* [Stored items from a collection]:
★ ★ ★ ★ ★ ★ ★

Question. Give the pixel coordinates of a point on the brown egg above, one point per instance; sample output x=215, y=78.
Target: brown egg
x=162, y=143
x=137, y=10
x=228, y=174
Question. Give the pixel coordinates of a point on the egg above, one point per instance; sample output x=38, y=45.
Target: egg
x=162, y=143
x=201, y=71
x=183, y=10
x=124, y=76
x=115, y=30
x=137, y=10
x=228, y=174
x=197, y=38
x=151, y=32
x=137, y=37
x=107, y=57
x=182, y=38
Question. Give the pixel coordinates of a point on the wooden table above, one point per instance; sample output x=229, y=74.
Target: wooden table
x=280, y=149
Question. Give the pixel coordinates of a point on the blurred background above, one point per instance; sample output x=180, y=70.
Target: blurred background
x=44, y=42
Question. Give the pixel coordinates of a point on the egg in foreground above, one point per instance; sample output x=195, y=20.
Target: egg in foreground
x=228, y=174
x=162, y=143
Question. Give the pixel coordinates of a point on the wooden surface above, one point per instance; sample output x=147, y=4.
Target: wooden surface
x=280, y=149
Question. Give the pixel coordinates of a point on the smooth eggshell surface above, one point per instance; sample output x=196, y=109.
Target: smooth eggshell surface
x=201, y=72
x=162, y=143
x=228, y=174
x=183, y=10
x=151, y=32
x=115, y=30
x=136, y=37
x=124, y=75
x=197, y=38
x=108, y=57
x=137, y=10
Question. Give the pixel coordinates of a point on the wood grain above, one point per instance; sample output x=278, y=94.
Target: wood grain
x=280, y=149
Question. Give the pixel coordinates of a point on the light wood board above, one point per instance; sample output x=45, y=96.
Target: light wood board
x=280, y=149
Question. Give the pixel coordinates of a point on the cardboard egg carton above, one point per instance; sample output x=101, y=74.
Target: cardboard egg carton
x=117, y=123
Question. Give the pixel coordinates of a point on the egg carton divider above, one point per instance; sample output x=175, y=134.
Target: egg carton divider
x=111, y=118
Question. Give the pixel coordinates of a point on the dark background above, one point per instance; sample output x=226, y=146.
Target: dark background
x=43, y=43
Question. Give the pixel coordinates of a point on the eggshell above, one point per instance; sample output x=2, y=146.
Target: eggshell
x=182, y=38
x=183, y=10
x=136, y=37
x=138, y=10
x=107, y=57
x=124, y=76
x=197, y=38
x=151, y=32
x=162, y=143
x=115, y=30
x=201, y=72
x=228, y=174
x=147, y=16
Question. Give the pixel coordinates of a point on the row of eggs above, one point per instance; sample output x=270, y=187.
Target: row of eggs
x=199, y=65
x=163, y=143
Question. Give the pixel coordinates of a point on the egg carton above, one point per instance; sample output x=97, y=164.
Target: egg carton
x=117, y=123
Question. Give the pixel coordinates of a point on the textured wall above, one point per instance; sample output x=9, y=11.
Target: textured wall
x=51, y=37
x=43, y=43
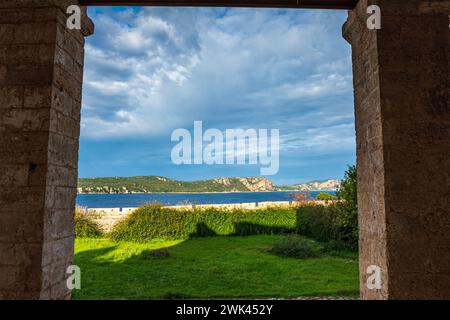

★ ★ ★ ★ ★ ★ ★

* [Exercise objective]:
Output the lines above verbatim, images excluded.

* [Solved exercise]:
Question. Give the pixel coordinates of a point on the brown egg above, one point per instance; sample output x=215, y=78.
Target: brown egg
x=162, y=143
x=137, y=10
x=228, y=174
Question. Give the pixel coordinates of a point on the egg above, one point per instance; sample output x=38, y=45.
Target: egg
x=162, y=143
x=201, y=71
x=183, y=10
x=124, y=76
x=115, y=30
x=137, y=10
x=228, y=174
x=197, y=38
x=151, y=32
x=137, y=37
x=107, y=57
x=182, y=38
Question. Give the pixel coordinates of a point on the wooden table above, one point per instance; sample output x=229, y=74.
Target: wooden table
x=280, y=149
Question. Give the pixel coordinates of a point on the blurred background above, one point per instance; sample output x=180, y=70.
Target: blurred background
x=44, y=42
Question. Give the pixel coordinates of a point on the egg in foreground above, one point per instance; sample output x=195, y=20.
Target: egg in foreground
x=228, y=174
x=162, y=143
Question. Give the pixel coordinates of a point on the wooden surface above, one point per instance; sample output x=147, y=4.
Target: wooden surface
x=280, y=149
Question. Give the pixel coordinates of a point on the smooth eggshell surface above, one point per instance; sample output x=196, y=109.
Target: smooth eggshell surface
x=201, y=72
x=162, y=143
x=228, y=174
x=183, y=10
x=151, y=32
x=115, y=30
x=136, y=37
x=124, y=75
x=197, y=38
x=108, y=57
x=137, y=10
Question. Give the pixel coordinates of a point on the wood grain above, one point per instance; sample output x=278, y=94.
Target: wood grain
x=280, y=149
Question. Give the pixel coordinates of a point on the light wood board above, one point per instance; sample output x=45, y=96.
Target: light wood board
x=280, y=149
Question. Give the pixel coordinates of a point on the cardboard egg carton above, one point per instance; sample output x=101, y=74.
Target: cardboard egg carton
x=117, y=123
Question. Give the pixel coordinates of a point on the egg carton divider above, one point per instance; sample output x=175, y=134.
Target: egg carton divider
x=111, y=118
Question. Give the pixel coordinates of a point on the dark background above, one point per instance; sample output x=226, y=146.
Target: dark background
x=43, y=43
Question. Give the pixel coordinates of a point on the eggshell above, one point per instance; sample output x=2, y=146.
Target: eggshell
x=182, y=38
x=183, y=10
x=136, y=37
x=138, y=10
x=107, y=57
x=124, y=76
x=197, y=38
x=151, y=32
x=162, y=143
x=115, y=30
x=201, y=72
x=228, y=174
x=147, y=16
Question. Give the pixel coordinates of a point on the row of eggs above, one point per instance; sample output x=270, y=187.
Target: row of eggs
x=199, y=65
x=163, y=143
Question. Give the pixel coordinates of a point on the egg carton above, one point per instance; sample output x=97, y=164.
Target: egg carton
x=117, y=123
Question. Give the pixel coordinates of a point on the textured wall above, one point per instance; sample output x=9, y=11.
Target: textured wall
x=51, y=37
x=43, y=43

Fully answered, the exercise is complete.